**Task 1**
In the passage about maps, who is quoted as expecting some books to have an aura?
**Task 2**
Copy the passage about maps word for word, beginning at the words "It seems I am" and stopping after "in the world.".

**Extract to read**
____________________
Humanity has had a long and obsessive relationship with maps. Our love affair with maps is not new. Throughout history we’ve used maps as works of art, for visual metaphors, to navigate the world, and used to illustrate scientific models.

“There are a few books I expect to have an aura. They should glow from the scores of hours of rapt attention I have given them — the light, the joy, the fascination I have drawn from them made visible. Many of these books, perhaps most, would be books of maps” — Will Wiles

It seems I am not alone. Unashamedly as a child, I loved nothing more than to pore through the pages of an large scale Atlas. I’m not sure if it was because it helped me make sense of the world, or because it posed cryptic tales of adventures to places I’d never heard of.

For some people, Maps awake an insatiable desire to explore, reminding them that life is a big adventure and there is so much to see. And for others, it is that they are habitually driven to orient themselves and find their place in the world.
____________________
**Record excerpts**
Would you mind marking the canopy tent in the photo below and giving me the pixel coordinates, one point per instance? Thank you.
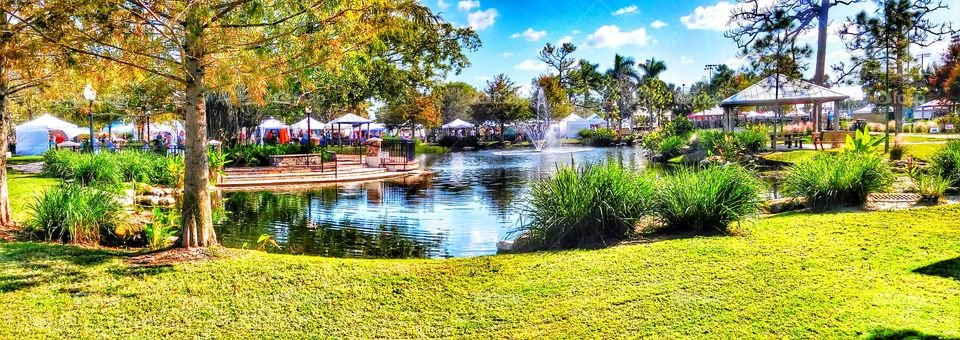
(778, 90)
(932, 109)
(314, 124)
(266, 127)
(710, 113)
(33, 137)
(350, 119)
(119, 127)
(457, 124)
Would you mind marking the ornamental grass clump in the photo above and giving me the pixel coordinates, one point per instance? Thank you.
(832, 179)
(72, 213)
(584, 206)
(707, 199)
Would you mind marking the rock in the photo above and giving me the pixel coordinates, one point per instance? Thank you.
(779, 205)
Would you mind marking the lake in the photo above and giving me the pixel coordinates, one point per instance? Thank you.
(471, 201)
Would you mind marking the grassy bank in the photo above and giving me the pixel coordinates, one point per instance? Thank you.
(796, 275)
(24, 188)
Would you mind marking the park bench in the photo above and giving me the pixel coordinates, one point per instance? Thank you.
(835, 138)
(791, 139)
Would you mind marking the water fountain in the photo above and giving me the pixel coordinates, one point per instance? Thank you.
(538, 129)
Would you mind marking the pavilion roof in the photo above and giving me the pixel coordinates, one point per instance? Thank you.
(791, 92)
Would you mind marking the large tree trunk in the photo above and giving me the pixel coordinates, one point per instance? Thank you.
(5, 218)
(197, 227)
(819, 76)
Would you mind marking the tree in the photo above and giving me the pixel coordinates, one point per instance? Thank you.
(501, 104)
(457, 99)
(26, 62)
(626, 78)
(884, 37)
(752, 17)
(652, 68)
(204, 45)
(559, 58)
(555, 95)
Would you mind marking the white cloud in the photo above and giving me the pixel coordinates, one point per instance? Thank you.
(717, 17)
(713, 17)
(531, 65)
(530, 35)
(467, 5)
(611, 36)
(482, 19)
(735, 62)
(626, 10)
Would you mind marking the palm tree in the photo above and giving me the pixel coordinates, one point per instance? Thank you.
(652, 68)
(623, 68)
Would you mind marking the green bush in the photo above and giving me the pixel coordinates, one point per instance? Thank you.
(753, 139)
(584, 206)
(946, 162)
(672, 146)
(707, 199)
(107, 169)
(830, 179)
(74, 213)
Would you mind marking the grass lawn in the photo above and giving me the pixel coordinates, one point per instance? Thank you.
(24, 159)
(23, 189)
(838, 275)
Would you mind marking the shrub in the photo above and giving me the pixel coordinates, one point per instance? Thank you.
(672, 146)
(846, 178)
(946, 162)
(931, 186)
(73, 213)
(583, 206)
(707, 199)
(753, 139)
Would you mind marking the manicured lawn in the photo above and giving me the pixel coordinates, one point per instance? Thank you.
(24, 159)
(23, 190)
(838, 275)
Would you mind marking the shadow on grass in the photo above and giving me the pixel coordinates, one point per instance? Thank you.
(947, 269)
(891, 334)
(26, 264)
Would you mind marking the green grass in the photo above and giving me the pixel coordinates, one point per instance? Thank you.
(794, 275)
(23, 159)
(918, 151)
(24, 188)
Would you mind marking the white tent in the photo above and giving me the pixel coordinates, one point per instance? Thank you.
(314, 124)
(33, 137)
(457, 124)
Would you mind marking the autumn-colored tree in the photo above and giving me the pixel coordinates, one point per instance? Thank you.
(216, 44)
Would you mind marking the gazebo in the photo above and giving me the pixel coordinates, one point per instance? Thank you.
(779, 90)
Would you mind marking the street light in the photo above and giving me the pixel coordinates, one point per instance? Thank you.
____________________
**Correct answer 1**
Will Wiles

**Correct answer 2**
It seems I am not alone. Unashamedly as a child, I loved nothing more than to pore through the pages of an large scale Atlas. I’m not sure if it was because it helped me make sense of the world, or because it posed cryptic tales of adventures to places I’d never heard of.

For some people, Maps awake an insatiable desire to explore, reminding them that life is a big adventure and there is so much to see. And for others, it is that they are habitually driven to orient themselves and find their place in the world.